# TASK GOAL:
Every record should be written out again in full, with no character altered.

# INFORMATION GIVEN:
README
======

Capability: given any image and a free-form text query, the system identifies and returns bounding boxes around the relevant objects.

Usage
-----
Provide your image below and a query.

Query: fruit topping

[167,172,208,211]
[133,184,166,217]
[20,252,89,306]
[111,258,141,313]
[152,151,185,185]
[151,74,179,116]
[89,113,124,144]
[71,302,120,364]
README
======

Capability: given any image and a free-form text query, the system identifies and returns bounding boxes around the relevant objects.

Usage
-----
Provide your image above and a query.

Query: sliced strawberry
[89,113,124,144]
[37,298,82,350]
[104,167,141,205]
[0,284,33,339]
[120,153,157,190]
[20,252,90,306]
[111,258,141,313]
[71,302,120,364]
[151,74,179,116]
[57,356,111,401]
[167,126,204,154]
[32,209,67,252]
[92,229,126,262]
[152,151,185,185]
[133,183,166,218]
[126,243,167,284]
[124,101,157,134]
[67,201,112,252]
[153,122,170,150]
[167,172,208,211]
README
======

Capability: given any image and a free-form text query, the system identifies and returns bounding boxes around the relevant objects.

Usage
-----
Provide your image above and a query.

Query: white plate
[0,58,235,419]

# EXERCISE SOLUTION:
README
======

Capability: given any image and a free-form text query, the system identifies and returns bounding boxes around the relevant objects.

Usage
-----
Provide your image below and a query.

Query: fruit topping

[167,172,208,211]
[133,184,166,217]
[20,252,89,306]
[111,258,141,313]
[152,151,185,185]
[151,74,179,116]
[89,113,124,144]
[71,302,120,364]
README
======

Capability: given any image and a free-form text query, the system identifies and returns bounding boxes around the relevant objects.

Usage
-----
Provide your image above and a query.

Query: sliced strawberry
[89,113,124,144]
[37,298,82,350]
[104,167,141,205]
[0,284,33,339]
[120,153,157,190]
[20,252,90,306]
[111,258,141,313]
[71,302,120,364]
[151,74,179,116]
[57,356,111,401]
[167,126,204,154]
[32,209,67,252]
[92,229,126,262]
[152,151,185,185]
[133,183,166,218]
[126,243,167,284]
[124,101,157,134]
[67,201,112,252]
[153,122,170,150]
[167,172,208,211]
README
======

Capability: given any image and a free-form text query, the system identifies and returns bounding boxes around the relevant objects.

Usage
-----
Provide your image above and a query.

Query: white plate
[0,58,235,419]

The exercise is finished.